10Et s’il est vrai que, vers 1670, Lubeck ne dispose que de trente navires employés dans le commerce avec la Péninsule ibérique, comme le constatent les directeurs de la Compagnie du Nord, il ne faut pas oublier que la navigation à l’ouest du Sund, la « Westfahrt », dans la mer du Nord et dans l’Atlantique, ne représente plus à la fin du xviie siècle qu’un sixième du commerce maritime lubeckois18. De l’autre côté, Lubeck sait innover aussi dans cette branche secondaire de son activité commerciale. Marie-Louise Pelus a ainsi souligné, à juste titre, le renouveau du commerce lubeckois à l’ouest du détroit du Sund basé sur l’essor des échanges avec la France à partir des années 167019.
11De même que Brême et Hambourg, Lubeck sait tirer profit des avantages commerciaux que Louis XIV offre aux villes hanséatiques neutres au début de la guerre de Hollande. Prenant le relais des flûtes hollandaises, le pavillon hanséate s’investit alors massivement dans le commerce de France. Dans leur grande majorité, les navires marchands hanséates se dirigent vers Bordeaux, port d’exportation de tout premier ordre.
12Dans l’ensemble, la participation lubeckoise dans le mouvement portuaire bordelais, à la fois stimulée et gênée par les guerres maritimes du règne de Louis XIV, va en s’intensifiant entre 1670 et 1715 avec des pics en 1689, 1699 et 1713. En 1712-1713, vingt-deux vaisseaux lubeckois représentant au total 3 565 tonneaux, sont enregistrés à l’entrée du port de Bordeaux. Quant aux départs à destination de l’ancienne capitale de la Hanse, on dénombre dix-huit bateaux d’un tonnage total de 3 055 tonneaux20.
13D’une moyenne de 750 « Oxhoft » de vin de Bordeaux (1650 hectolitres), majoritairement du vin de ville blanc, que les Lubeckois importent tous les ans dans la période 1650 à 1671, la moyenne s’élève à 7 260 « Oxhoft » (16 000 hl) autour de 1700. Deux tiers de ce vin sont réexportés dont un dixième par voie maritime et neuf dixième par voie terrestre. Pour Lubeck, Bordeaux joue le même rôle dans le commerce de France, que Lisbonne pour le commerce avec la Péninsule ibérique21.
14Pour consolider le terrain gagné dans le commerce de France lors de la guerre de Hollande, les trois villes hanséatiques dépêchent des délégations à Nimègue en 1678. Mis devant le fait accompli d’une entente franco-hollandaise, les diplomates doivent cependant se contenter d’une reconnaissance médiocre dans le cadre du traité de paix de la France avec l’Empire. Heinrich Balemann, l’envoyé lubeckois rentre ainsi les mains pratiquement vides22. L’échec diplomatique se renouvelle, après la guerre de la Ligue d’Augsbourg, lors des négociations de paix à Rijswijk en 1697. Les trois délégués de Hambourg, Brême et Lubeck, plus désunis que jamais, ne peuvent obtenir ni le renouvellement du traité de commerce de 1655 ni l’abolition du droit de 50 sous par tonneau auquel les navires hanséates étaient sujets en France23.

(Lignes d'un jeu de données de pointage d'objets)
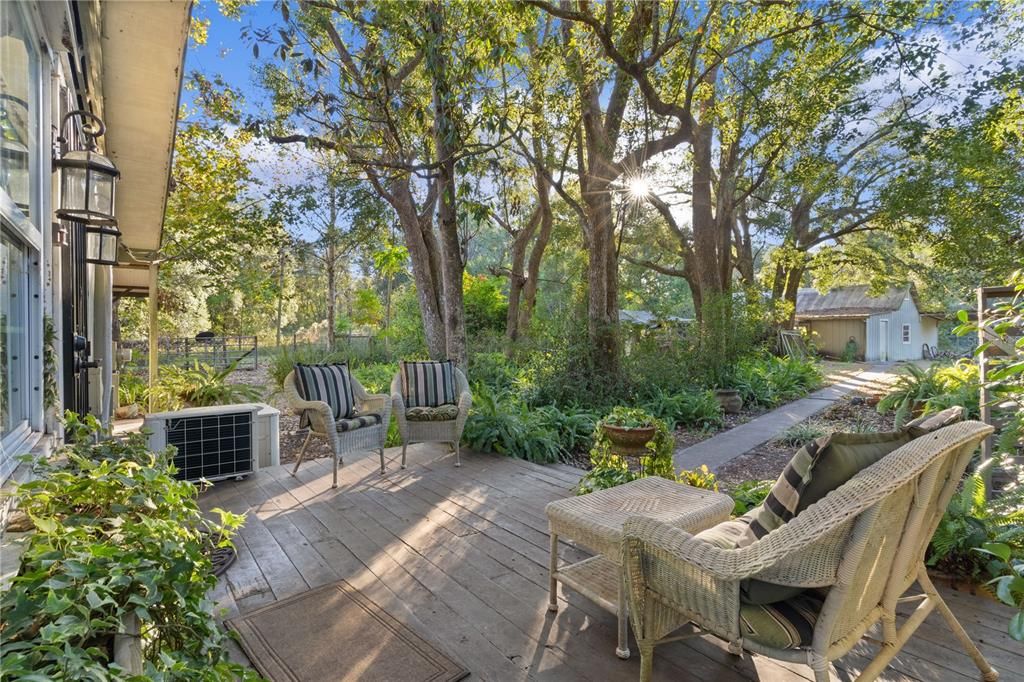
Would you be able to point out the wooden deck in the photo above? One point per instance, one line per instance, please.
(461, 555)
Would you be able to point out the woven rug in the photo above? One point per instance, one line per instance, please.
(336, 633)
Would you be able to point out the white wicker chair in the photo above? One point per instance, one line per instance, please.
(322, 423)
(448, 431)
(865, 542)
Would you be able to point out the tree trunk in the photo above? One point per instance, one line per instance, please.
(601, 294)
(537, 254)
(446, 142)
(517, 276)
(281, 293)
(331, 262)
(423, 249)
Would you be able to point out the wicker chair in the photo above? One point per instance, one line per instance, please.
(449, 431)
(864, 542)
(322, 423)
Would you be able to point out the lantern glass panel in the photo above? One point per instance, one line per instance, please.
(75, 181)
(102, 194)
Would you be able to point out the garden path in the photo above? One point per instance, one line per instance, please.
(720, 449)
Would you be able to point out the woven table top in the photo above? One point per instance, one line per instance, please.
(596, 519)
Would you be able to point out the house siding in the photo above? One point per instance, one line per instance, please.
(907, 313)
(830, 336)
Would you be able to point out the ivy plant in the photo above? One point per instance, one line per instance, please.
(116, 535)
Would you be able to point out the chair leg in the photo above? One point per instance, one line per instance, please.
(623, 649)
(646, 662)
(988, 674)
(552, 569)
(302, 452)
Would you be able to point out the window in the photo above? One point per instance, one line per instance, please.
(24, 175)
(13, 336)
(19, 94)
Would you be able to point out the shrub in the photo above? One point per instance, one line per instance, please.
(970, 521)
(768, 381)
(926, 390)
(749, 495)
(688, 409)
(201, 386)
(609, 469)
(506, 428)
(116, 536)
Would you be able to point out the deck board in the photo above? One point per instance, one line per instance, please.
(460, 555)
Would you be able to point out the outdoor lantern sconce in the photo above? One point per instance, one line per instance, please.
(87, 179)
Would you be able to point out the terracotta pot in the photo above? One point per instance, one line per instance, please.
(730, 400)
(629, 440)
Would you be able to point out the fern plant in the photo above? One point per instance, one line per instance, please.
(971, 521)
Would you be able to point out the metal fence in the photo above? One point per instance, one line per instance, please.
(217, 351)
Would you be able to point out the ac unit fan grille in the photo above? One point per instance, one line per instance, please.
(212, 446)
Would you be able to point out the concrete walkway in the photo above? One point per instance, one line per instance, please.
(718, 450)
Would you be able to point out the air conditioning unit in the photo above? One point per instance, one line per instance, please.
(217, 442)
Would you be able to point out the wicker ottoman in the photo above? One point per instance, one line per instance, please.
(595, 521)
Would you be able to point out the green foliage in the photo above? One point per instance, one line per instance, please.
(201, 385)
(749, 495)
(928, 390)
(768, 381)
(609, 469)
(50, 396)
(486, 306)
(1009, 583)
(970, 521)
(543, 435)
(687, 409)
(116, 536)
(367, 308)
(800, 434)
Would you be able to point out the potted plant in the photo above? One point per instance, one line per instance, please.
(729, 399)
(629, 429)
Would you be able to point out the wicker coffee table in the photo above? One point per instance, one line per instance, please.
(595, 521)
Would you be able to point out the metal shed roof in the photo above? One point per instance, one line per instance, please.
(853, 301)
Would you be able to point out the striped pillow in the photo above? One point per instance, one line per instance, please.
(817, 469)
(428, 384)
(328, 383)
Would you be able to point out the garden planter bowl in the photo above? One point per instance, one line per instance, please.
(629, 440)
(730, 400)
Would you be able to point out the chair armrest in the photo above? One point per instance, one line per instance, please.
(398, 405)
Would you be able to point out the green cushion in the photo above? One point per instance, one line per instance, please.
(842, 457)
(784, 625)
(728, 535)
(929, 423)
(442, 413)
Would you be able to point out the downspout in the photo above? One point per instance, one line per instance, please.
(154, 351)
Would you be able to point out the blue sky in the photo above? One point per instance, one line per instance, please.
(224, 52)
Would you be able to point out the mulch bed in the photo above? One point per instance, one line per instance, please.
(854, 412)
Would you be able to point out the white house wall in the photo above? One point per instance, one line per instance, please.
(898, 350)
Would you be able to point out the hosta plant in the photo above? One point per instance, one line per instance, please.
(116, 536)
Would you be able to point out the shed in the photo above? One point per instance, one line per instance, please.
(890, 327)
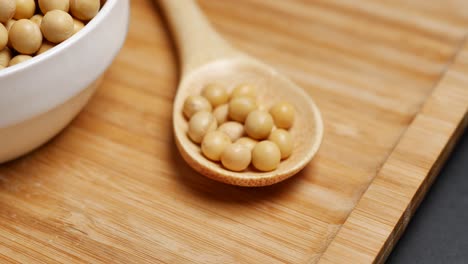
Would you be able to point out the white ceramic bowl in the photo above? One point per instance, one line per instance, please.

La consigne: Recopiez le passage de l'extrait qui commence aux mots "12Dans l’ensemble, la" et s'arrête après "3 055 tonneaux20.", en remplaçant "dix-huit" par "dix-neuf".

Réponse à la consigne:
12Dans l’ensemble, la participation lubeckoise dans le mouvement portuaire bordelais, à la fois stimulée et gênée par les guerres maritimes du règne de Louis XIV, va en s’intensifiant entre 1670 et 1715 avec des pics en 1689, 1699 et 1713. En 1712-1713, vingt-deux vaisseaux lubeckois représentant au total 3 565 tonneaux, sont enregistrés à l’entrée du port de Bordeaux. Quant aux départs à destination de l’ancienne capitale de la Hanse, on dénombre dix-neuf bateaux d’un tonnage total de 3 055 tonneaux20.